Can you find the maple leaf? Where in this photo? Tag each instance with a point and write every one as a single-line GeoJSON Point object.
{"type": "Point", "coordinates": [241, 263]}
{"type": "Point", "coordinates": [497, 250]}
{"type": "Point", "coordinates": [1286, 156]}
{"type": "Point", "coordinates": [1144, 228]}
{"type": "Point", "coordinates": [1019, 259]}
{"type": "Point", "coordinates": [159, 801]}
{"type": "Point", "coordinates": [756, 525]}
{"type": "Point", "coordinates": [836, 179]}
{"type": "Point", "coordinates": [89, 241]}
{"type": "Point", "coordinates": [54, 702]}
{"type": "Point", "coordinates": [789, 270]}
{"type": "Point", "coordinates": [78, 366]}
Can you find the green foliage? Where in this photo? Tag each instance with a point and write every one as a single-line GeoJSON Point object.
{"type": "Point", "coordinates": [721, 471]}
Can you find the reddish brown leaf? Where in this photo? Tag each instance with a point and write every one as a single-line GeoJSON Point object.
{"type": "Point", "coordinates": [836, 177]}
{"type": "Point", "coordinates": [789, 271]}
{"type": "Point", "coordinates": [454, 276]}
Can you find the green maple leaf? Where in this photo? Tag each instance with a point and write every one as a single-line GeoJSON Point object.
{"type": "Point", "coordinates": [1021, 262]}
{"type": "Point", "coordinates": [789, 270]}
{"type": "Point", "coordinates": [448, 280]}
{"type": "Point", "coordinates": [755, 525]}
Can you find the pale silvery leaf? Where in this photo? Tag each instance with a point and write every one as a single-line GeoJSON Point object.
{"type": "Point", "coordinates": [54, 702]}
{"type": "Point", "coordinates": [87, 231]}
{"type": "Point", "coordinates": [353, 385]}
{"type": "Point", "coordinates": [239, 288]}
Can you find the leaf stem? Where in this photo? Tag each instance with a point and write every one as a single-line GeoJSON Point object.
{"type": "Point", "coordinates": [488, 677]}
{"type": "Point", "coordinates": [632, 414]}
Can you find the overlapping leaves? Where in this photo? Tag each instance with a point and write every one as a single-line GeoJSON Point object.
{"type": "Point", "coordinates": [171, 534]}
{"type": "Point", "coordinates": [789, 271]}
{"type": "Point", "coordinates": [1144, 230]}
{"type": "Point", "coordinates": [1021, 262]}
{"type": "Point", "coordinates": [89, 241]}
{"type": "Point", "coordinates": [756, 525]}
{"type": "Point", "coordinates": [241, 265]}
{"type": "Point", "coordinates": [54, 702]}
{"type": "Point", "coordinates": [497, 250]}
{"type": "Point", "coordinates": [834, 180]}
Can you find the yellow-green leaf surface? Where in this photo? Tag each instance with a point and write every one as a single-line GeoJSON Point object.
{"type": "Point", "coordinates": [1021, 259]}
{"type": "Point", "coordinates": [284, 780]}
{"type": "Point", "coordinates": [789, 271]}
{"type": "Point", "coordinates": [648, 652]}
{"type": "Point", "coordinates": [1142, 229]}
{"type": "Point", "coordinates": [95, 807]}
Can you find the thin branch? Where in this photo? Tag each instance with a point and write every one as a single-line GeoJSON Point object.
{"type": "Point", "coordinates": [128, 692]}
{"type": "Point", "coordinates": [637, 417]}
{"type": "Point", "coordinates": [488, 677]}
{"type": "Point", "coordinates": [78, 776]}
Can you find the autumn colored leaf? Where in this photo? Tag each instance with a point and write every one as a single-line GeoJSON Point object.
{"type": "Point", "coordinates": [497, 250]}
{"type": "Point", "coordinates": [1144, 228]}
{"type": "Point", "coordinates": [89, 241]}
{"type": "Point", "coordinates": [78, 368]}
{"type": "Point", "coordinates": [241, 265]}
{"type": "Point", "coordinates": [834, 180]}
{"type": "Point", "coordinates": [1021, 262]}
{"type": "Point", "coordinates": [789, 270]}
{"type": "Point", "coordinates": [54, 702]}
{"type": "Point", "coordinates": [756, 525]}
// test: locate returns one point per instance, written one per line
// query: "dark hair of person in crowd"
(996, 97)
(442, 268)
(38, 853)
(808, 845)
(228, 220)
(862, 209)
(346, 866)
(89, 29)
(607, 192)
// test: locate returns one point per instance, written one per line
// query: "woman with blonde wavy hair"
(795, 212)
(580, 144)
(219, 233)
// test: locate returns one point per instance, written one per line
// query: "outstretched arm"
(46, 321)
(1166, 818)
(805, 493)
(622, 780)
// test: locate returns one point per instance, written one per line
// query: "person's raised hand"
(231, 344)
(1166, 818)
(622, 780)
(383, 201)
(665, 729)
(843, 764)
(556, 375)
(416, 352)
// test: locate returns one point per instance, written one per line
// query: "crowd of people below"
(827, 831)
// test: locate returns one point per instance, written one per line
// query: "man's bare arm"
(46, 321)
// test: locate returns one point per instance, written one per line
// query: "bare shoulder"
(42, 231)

- - - -

Repeat the data verbatim.

Can you find the maple leaf? Where in this photo? Tag each instance with a point and write every one as a single-line GeoJSON Point object.
{"type": "Point", "coordinates": [241, 263]}
{"type": "Point", "coordinates": [497, 250]}
{"type": "Point", "coordinates": [1286, 156]}
{"type": "Point", "coordinates": [1144, 228]}
{"type": "Point", "coordinates": [1019, 259]}
{"type": "Point", "coordinates": [159, 801]}
{"type": "Point", "coordinates": [756, 525]}
{"type": "Point", "coordinates": [836, 179]}
{"type": "Point", "coordinates": [89, 241]}
{"type": "Point", "coordinates": [54, 702]}
{"type": "Point", "coordinates": [789, 270]}
{"type": "Point", "coordinates": [78, 366]}
Can you find the green foliage? Where in this photo? Tag each instance with a point and write every one as a single-line GeoJSON Point object.
{"type": "Point", "coordinates": [721, 471]}
Can you find the reddish brown leaf? Where in this photo? Tag each instance with a point and write every one as a single-line GeoJSON Point object.
{"type": "Point", "coordinates": [836, 177]}
{"type": "Point", "coordinates": [789, 271]}
{"type": "Point", "coordinates": [454, 276]}
Can you find the green maple leaf? Where in this photo? Tag each instance with a point and write every one as a single-line GeoJSON Point object.
{"type": "Point", "coordinates": [1021, 262]}
{"type": "Point", "coordinates": [789, 270]}
{"type": "Point", "coordinates": [448, 280]}
{"type": "Point", "coordinates": [755, 525]}
Can you find the pale silvery leaf? Where in this photo? Tag each instance with a point and write every one as a single-line GeoJSON Point object.
{"type": "Point", "coordinates": [54, 702]}
{"type": "Point", "coordinates": [87, 231]}
{"type": "Point", "coordinates": [353, 385]}
{"type": "Point", "coordinates": [239, 288]}
Can you find the leaf stem? Where in this photo? Tag each instance with a point and write every one as a single-line GeoJSON Point object.
{"type": "Point", "coordinates": [488, 677]}
{"type": "Point", "coordinates": [632, 414]}
Can you find the overlapping leaves? Where in this photo? Tag each instance with a point and write every one as a single-line GeoJSON Point object.
{"type": "Point", "coordinates": [171, 534]}
{"type": "Point", "coordinates": [789, 271]}
{"type": "Point", "coordinates": [1144, 230]}
{"type": "Point", "coordinates": [1021, 262]}
{"type": "Point", "coordinates": [89, 241]}
{"type": "Point", "coordinates": [756, 525]}
{"type": "Point", "coordinates": [241, 265]}
{"type": "Point", "coordinates": [54, 702]}
{"type": "Point", "coordinates": [497, 250]}
{"type": "Point", "coordinates": [834, 180]}
Can you find the yellow-green leaf surface? Where in this photo? Tag each instance with a point and write every one as a single-line GeoJSON Point object.
{"type": "Point", "coordinates": [1021, 259]}
{"type": "Point", "coordinates": [284, 780]}
{"type": "Point", "coordinates": [789, 271]}
{"type": "Point", "coordinates": [648, 652]}
{"type": "Point", "coordinates": [1142, 229]}
{"type": "Point", "coordinates": [95, 807]}
Can you find the thin branch? Where in this photo? Tag each instance with a point and write every one as a single-line GeoJSON Point object.
{"type": "Point", "coordinates": [128, 692]}
{"type": "Point", "coordinates": [637, 417]}
{"type": "Point", "coordinates": [488, 677]}
{"type": "Point", "coordinates": [78, 776]}
Can you find the autumn colored leaf? Where in this photo? Tag each instance with a point and write every one as a single-line GeoJSON Point object.
{"type": "Point", "coordinates": [497, 250]}
{"type": "Point", "coordinates": [1144, 228]}
{"type": "Point", "coordinates": [89, 241]}
{"type": "Point", "coordinates": [78, 368]}
{"type": "Point", "coordinates": [241, 265]}
{"type": "Point", "coordinates": [834, 180]}
{"type": "Point", "coordinates": [1021, 262]}
{"type": "Point", "coordinates": [789, 270]}
{"type": "Point", "coordinates": [54, 702]}
{"type": "Point", "coordinates": [756, 525]}
// test: locate returns one point per instance, written one per line
// query: "dark hair of person in crowd"
(996, 97)
(442, 268)
(38, 853)
(808, 845)
(228, 220)
(862, 209)
(346, 866)
(89, 29)
(607, 192)
// test: locate returns one point per instance, written one per line
// query: "woman with blonde wavy hair"
(795, 212)
(580, 144)
(219, 233)
// test: locate returns one point per instance, written one per line
// query: "outstretched arm"
(46, 321)
(1166, 818)
(805, 493)
(622, 780)
// test: locate returns one point per instance, written one per line
// query: "person's raised hand"
(231, 344)
(1166, 818)
(622, 780)
(383, 201)
(665, 729)
(843, 764)
(556, 375)
(416, 352)
// test: locate returns one point per instance, written one per line
// query: "crowd of people below"
(827, 831)
// test: locate returns one point per instance, written one per line
// query: "man's bare arm"
(46, 321)
// test: locate returns one point per instance, written one per line
// query: "bare shoulder"
(42, 231)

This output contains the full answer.